• EXERCISE DETAILS:
Count the lines in the records that contain the word "orange". Give only the number.

Detection examples
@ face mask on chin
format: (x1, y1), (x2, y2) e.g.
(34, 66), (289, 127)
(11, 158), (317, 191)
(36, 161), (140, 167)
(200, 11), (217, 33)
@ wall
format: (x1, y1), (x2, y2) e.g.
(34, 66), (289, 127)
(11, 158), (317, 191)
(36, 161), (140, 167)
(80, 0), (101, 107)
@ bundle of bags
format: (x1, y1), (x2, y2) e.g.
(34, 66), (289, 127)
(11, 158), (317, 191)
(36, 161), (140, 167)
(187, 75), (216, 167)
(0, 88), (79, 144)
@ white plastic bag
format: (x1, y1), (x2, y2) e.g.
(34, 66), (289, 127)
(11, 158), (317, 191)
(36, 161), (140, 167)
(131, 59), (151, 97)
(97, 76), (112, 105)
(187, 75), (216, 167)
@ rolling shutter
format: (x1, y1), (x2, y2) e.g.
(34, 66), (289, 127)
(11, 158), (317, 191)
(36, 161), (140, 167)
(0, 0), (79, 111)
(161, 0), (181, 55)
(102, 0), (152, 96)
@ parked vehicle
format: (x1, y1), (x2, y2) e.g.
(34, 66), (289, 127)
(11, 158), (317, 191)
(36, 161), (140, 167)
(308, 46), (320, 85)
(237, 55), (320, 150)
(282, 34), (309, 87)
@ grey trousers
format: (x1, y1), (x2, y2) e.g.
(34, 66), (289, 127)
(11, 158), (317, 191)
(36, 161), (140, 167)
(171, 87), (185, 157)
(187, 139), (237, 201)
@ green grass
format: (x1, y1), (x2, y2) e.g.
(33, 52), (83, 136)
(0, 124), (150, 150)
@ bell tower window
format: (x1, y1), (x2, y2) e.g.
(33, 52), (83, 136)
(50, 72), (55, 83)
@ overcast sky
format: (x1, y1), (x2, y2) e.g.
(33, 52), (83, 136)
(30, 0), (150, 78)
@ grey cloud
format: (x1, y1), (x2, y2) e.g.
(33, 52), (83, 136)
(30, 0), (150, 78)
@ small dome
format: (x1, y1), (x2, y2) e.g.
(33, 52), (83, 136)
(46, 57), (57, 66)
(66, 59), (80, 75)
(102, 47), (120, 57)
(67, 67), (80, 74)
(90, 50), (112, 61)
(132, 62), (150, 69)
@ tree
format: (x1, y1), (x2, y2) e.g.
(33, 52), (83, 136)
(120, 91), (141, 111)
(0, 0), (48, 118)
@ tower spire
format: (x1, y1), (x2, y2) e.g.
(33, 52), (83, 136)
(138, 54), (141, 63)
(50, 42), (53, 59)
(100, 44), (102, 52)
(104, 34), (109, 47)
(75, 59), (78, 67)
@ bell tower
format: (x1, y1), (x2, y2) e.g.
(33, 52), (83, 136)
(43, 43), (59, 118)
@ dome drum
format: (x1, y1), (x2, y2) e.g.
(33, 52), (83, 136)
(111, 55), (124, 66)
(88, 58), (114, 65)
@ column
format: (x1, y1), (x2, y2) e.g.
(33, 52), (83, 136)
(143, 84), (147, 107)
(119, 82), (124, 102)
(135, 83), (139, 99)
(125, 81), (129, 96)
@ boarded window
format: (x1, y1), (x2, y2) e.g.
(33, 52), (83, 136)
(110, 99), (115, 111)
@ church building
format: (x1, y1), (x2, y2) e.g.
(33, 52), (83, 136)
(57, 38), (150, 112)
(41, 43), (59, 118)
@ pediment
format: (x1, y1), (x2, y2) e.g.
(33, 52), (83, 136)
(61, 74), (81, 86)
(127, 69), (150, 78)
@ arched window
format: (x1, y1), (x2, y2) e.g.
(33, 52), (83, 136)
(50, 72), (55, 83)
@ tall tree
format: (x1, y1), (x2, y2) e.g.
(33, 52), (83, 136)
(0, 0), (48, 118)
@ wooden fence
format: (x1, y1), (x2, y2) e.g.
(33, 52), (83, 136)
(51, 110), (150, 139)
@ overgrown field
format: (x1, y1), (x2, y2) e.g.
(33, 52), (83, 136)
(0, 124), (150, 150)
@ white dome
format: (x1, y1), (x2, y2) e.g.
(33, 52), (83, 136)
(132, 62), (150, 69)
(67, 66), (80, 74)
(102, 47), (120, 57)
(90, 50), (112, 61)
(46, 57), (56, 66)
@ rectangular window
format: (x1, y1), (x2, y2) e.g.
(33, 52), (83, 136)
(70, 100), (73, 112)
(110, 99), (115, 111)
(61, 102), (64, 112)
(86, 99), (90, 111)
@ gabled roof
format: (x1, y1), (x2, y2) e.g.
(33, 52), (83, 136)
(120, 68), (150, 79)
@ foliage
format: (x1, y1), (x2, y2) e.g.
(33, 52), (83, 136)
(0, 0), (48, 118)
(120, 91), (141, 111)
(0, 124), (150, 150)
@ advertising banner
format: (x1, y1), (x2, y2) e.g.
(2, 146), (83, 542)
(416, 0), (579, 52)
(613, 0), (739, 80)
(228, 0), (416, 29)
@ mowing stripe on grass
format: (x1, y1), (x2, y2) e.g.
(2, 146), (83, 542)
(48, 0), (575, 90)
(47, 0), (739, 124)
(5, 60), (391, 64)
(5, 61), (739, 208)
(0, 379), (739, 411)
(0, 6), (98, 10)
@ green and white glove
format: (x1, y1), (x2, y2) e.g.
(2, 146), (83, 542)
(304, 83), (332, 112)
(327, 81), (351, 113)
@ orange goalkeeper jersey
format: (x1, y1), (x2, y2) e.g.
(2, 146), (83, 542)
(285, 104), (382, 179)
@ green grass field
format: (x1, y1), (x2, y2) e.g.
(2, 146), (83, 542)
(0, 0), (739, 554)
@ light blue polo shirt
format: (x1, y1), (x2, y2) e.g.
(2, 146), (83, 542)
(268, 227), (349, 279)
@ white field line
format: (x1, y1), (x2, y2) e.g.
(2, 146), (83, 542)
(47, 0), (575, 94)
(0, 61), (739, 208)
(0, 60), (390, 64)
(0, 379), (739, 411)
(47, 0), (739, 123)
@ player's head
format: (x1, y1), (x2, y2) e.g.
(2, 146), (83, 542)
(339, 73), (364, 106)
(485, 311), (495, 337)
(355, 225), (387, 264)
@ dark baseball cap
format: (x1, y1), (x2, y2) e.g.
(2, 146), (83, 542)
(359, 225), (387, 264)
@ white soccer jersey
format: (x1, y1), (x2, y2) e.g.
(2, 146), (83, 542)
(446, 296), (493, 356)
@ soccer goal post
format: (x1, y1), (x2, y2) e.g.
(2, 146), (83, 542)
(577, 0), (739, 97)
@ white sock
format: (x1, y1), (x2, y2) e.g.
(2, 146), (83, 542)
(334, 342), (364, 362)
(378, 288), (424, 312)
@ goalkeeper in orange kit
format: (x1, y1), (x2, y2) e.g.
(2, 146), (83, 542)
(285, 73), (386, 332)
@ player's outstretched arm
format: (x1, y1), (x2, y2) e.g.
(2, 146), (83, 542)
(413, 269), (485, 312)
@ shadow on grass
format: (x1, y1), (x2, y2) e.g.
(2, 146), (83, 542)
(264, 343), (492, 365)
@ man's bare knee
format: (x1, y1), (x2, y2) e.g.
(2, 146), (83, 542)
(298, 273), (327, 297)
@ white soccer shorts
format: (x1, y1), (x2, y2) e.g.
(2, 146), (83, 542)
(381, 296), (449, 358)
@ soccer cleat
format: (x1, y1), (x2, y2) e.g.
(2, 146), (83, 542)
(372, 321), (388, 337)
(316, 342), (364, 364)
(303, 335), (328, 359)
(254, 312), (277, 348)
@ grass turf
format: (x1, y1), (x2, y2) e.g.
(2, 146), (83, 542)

• EXERCISE ANSWER:
2